• THE TASK: Recast the rows below as a JSON list of strings, one string per line, skipping any blank lines.

※ ※ ※

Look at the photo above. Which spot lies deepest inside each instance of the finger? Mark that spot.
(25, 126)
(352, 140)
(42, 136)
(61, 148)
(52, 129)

※ ※ ※

• SOLVED EXERCISE:
[
  "Look at the photo above. Which spot lies deepest inside each instance of the finger? Mark that spot.",
  "(25, 126)",
  "(352, 140)",
  "(42, 136)",
  "(61, 148)",
  "(52, 129)"
]